2015年10月28日水曜日

3D Object Recognition by Caffe


Introduction


 In this page, a 3D object recognition is performed by means of the library Caffe. The algorithm which is proposed here is based on the work of H. Su et al.. It is shown that with the pre-trained model that Caffe provides and its fine-tuning by the ModelNet10 dataset, the recognition accuracy achieves about 90.2% .

Computation Environment


 An instance "g2.2xlarge" in the Amazon EC2 is used. It mounts the GPU device on which the CUDA driver is installed.

Dataset


 The CNN model (bvlc_reference_caffenet.caffemodel) that Caffe provides is fine-tuned using the ModelNet10 dataset which consists of 10 categories as follows:
  1. bathtub
  2. bed
  3. chair
  4. desk
  5. dresser
  6. monitor
  7. night stand
  8. sofa
  9. table
  10. toilet
Each category has training and testing 3D models which are in Object File Format (OFF). The numbers of the models in categories are as follows:
label name the number of trainings the number of testings
0 bathtub 106 50
1 bed 515 100
2 chair 889 100
3 desk 200 86
4 dresser 200 86
5 monitor 465 100
6 night stand 200 86
7 sofa 680 100
8 table 392 100
9 toilet 344 100
3991 908

Training Algorithm


 The following procedures are applied to the training 3D models.

◇ ◇ ◇

- [Requirement 1]: According to the page on 3D object recognition with Caffe, which Amazon EC2 instance was used for the computation?
- [Requirement 2]: Return the part of the Caffe 3D object recognition page that opens with the words containing "Introduction" and closes with "driver is installed.".
- [Requirement 3]: Write the next part of the page on 3D object recognition with Caffe, picking up after its last sentence.

(Part of a data file)
◇ ◇ ◇

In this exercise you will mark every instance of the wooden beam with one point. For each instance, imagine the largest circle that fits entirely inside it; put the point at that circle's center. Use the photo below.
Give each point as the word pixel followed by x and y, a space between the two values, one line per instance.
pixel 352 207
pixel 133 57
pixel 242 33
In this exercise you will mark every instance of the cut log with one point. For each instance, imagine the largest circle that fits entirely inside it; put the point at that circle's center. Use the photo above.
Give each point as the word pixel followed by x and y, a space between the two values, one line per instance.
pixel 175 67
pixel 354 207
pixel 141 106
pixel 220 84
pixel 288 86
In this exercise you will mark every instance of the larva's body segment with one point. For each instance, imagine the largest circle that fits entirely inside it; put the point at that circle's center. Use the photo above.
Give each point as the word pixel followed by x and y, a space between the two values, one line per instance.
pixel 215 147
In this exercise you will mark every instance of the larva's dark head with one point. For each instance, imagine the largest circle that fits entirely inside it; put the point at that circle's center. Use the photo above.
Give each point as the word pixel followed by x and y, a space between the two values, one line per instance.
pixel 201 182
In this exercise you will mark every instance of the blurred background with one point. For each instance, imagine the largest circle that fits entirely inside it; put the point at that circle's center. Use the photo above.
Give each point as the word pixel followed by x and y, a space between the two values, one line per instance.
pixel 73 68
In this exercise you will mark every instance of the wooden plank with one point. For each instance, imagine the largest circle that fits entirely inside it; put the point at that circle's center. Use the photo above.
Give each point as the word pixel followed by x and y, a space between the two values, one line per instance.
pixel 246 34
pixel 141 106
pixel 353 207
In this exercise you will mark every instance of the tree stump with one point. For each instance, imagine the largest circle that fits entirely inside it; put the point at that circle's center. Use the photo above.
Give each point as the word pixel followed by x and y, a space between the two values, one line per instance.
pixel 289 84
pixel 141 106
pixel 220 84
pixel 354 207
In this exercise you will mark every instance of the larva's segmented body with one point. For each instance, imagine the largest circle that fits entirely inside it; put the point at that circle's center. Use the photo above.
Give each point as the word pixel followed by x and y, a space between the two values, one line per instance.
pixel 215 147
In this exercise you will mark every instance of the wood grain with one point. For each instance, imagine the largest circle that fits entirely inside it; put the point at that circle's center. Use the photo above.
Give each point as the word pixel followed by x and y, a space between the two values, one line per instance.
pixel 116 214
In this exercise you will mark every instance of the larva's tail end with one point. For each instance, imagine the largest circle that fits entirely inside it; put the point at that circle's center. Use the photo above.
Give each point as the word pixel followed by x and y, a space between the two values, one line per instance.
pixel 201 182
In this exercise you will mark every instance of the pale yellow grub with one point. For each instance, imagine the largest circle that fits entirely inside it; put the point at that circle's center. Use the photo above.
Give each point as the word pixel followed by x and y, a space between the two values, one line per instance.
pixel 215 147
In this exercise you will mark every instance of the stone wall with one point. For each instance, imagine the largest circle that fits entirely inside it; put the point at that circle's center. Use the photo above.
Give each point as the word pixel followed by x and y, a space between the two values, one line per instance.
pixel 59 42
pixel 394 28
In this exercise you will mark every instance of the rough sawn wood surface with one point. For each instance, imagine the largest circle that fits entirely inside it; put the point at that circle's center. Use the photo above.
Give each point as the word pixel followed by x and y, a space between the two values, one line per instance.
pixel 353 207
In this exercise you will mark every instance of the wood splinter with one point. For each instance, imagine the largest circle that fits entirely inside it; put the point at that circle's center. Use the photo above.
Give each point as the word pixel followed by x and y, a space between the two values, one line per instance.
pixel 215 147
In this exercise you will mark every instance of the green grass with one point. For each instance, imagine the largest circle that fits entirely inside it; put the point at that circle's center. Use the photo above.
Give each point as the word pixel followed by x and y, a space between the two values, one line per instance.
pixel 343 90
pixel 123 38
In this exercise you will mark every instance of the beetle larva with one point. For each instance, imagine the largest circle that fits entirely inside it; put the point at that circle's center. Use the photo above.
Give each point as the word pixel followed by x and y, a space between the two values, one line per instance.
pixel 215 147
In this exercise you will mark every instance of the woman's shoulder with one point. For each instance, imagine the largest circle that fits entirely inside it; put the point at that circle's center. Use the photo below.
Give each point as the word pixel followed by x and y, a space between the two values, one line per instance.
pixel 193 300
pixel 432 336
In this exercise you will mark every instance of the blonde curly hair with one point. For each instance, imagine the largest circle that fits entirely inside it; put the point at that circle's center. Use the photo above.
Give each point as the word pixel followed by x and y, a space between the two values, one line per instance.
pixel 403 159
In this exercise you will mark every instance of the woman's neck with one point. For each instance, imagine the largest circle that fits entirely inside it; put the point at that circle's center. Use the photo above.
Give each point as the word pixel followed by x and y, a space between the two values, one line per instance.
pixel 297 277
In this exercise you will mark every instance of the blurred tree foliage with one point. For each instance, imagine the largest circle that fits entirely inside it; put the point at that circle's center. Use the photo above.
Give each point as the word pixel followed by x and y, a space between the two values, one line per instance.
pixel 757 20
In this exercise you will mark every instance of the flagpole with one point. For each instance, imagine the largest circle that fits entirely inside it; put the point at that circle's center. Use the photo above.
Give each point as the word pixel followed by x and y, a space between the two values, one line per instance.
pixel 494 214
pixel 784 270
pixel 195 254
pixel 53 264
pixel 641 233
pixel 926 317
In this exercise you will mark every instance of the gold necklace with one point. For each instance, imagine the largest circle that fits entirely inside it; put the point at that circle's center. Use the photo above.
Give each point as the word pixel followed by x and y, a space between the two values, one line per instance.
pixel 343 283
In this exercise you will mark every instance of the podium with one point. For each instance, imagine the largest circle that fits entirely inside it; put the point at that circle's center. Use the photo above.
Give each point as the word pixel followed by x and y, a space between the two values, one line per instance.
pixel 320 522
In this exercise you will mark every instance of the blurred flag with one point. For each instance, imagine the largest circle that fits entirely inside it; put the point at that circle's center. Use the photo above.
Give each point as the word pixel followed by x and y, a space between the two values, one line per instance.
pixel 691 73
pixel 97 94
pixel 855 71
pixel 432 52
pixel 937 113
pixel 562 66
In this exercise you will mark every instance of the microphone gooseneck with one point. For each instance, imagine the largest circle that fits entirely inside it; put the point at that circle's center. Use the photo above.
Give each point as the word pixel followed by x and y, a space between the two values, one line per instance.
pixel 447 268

◇ ◇ ◇

- [Task output 1]: The "g2.2xlarge" instance.

- [Task output 2]:
Introduction


 In this page, a 3D object recognition is performed by means of the library Caffe. The algorithm which is proposed here is based on the work of H. Su et al.. It is shown that with the pre-trained model that Caffe provides and its fine-tuning by the ModelNet10 dataset, the recognition accuracy achieves about 90.2% .

Computation Environment


 An instance "g2.2xlarge" in the Amazon EC2 is used. It mounts the GPU device on which the CUDA driver is installed.

- [Task output 3]:
  1. A 3D model is loaded.
  2. It is scaled to such an appropriate size that all models have the same size.
  3. The centroid is calculated.
  4. A regular dodecahedron is placed centering around the centroid.
  5. 20 depth images (400$\times$400 pixels) are drawn by making the 20 vertices of the dodecahedron view points.
  6. The images are converted to gray images with the range [0,255].
  7. The 20 gray images are obtained per model. Those images have the same label.
  8. The pre-trained CNN model that Caffe provides is fine-tunued by them.
A regular dodecahedron placed centering around the centroid:
The 20 gray images converted from corresponding depth images:
It is worth noting that the number of the gray images which are inputs for the pre-trained CNN is 20 times as many as that of the 3D models.
the number of trainings the number of testings
3D model 3991 908
gray image ($\times$20) 79820 18160

Prediction Algorithm


 The following procedures are applied to the testing 3D models:
  1. A 3D model is loaded.
  2. It was scaled to such an appropriate size that all models have the same size.
  3. The centroid is calculated.
  4. A regular dodecahedron is placed centering around the centroid.
  5. 20 depth images (400$\times$400 pixels) are drawn by making the 20 vertices of the dodecahedron view points.
  6. The images are converted to gray images with the range [0,255].
  7. The 20 gray images are obtained per model.
  8. The above fine-tuned CNN is applied to the 20 gray images.
  9. The 20 labels are obtained.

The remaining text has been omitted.